Consegne —
1/ Traduci in inglese questa frase del testo sull'indipendenza catalana: "Una parte del movimento indipendentista pensa che si sarebbe dovuta proclamare l’indipendenza formalmente, proprio per avere più forza per negoziare."
2/ Trascrivi dal testo sull'indipendenza catalana il passo che va da "Una parte del" fino a "all’opinione pubblica internazionale." compreso.

Testo del documento —
Cos’è successo esattamente martedì in parlamento?

Quello che è successo era relativamente prevedibile [dichiarazione di indipendenza però in sospeso]. Sta all’interno dello spazio ristretto che aveva il governo catalano per riconoscere il risultato del referendum e le sue implicazioni – sebbene con una certa ambiguità – e al tempo stesso lasciare un margine per cercare una soluzione dialogata.

Una parte del movimento indipendentista pensa che si sarebbe dovuta proclamare l’indipendenza formalmente, proprio per avere più forza per negoziare.

È un’ipotesi. Finché non lo vedremo non lo sappiamo. C’è anche l’ipotesi contraria: quella che con un avvicinamento più cauto l’indipendentismo si carichi di ragioni e aumenti la comprensione delle sue posizioni nei settori che volevano tirare il freno e dare un’opportunità al dialogo. All’interno e all’esterno della Catalogna, e quelli all’interno credo siano i più importanti.

Il movimento sovranista, o parte di esso, invece, dà molta l’importanza all’opinione pubblica internazionale.

Dati elencati —
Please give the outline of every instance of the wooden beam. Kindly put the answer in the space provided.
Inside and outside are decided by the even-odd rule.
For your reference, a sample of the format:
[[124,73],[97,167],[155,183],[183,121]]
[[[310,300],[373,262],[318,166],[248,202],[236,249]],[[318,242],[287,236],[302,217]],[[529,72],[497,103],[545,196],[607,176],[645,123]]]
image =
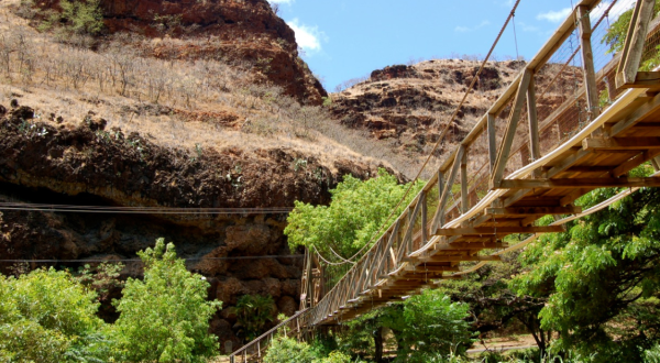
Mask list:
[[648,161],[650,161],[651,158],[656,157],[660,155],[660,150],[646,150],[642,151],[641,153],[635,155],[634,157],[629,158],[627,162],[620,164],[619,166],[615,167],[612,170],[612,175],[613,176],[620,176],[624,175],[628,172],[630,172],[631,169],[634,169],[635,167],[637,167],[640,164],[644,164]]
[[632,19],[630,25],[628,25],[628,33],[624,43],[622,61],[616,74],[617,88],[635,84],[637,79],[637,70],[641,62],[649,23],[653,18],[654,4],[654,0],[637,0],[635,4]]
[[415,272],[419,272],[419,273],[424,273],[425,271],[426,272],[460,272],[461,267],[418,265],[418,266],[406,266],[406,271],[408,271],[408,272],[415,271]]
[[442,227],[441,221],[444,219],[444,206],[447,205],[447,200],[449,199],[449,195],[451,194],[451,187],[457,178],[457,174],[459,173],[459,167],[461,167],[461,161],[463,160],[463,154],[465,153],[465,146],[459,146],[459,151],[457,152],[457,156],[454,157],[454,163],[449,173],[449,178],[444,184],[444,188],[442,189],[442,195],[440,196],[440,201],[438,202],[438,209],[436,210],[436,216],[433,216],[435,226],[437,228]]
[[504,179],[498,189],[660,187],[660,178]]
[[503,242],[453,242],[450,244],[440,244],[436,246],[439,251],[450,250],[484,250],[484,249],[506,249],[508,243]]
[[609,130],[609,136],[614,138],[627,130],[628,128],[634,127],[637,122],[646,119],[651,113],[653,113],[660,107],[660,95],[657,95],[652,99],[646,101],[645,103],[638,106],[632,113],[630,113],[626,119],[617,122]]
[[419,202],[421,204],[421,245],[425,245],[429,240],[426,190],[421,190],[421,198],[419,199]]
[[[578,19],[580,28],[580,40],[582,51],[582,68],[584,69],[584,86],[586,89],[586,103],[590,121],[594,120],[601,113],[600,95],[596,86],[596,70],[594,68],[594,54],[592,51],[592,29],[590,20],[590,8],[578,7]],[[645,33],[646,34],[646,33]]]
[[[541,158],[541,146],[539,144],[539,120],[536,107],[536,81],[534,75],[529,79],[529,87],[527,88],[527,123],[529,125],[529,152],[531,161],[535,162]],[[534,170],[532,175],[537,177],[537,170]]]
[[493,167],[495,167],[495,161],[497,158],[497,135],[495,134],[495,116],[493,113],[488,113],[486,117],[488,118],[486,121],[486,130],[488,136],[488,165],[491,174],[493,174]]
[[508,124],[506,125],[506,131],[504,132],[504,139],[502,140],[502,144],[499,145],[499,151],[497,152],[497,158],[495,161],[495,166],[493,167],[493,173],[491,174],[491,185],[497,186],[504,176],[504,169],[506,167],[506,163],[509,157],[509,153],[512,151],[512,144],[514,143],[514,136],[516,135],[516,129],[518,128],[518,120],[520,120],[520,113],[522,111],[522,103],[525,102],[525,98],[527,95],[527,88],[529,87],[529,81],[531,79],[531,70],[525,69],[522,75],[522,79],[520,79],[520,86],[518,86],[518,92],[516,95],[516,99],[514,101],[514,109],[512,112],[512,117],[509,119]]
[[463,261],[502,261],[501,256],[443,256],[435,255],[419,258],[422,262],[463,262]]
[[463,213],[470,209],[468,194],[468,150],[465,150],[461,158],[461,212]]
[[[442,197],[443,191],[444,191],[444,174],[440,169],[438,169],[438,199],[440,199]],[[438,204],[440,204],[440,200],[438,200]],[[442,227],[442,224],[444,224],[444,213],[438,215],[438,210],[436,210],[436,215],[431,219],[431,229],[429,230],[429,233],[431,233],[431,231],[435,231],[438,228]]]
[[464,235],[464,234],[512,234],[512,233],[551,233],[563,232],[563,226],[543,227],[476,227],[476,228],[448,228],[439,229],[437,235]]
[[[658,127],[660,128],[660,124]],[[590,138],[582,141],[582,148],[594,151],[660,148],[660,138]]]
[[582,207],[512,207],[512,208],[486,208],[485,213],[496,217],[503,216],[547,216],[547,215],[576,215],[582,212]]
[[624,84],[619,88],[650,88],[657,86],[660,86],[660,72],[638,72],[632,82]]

...

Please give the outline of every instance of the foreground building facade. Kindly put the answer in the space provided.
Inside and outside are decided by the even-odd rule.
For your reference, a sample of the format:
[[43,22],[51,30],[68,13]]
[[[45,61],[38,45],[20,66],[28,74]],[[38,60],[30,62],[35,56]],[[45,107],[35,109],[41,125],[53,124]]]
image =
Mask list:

---

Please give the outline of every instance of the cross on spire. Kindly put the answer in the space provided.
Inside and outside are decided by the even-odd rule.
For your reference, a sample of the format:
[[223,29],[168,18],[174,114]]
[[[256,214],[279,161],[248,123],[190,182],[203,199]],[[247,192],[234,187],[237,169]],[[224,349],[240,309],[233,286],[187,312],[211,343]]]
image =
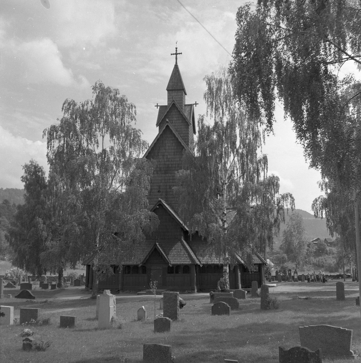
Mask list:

Soluzioni —
1/ Part of the independence movement thinks that independence should have been formally proclaimed, precisely in order to have more strength to negotiate.

2/
Una parte del movimento indipendentista pensa che si sarebbe dovuta proclamare l’indipendenza formalmente, proprio per avere più forza per negoziare.

È un’ipotesi. Finché non lo vedremo non lo sappiamo. C’è anche l’ipotesi contraria: quella che con un avvicinamento più cauto l’indipendentismo si carichi di ragioni e aumenti la comprensione delle sue posizioni nei settori che volevano tirare il freno e dare un’opportunità al dialogo. All’interno e all’esterno della Catalogna, e quelli all’interno credo siano i più importanti.

Il movimento sovranista, o parte di esso, invece, dà molta l’importanza all’opinione pubblica internazionale.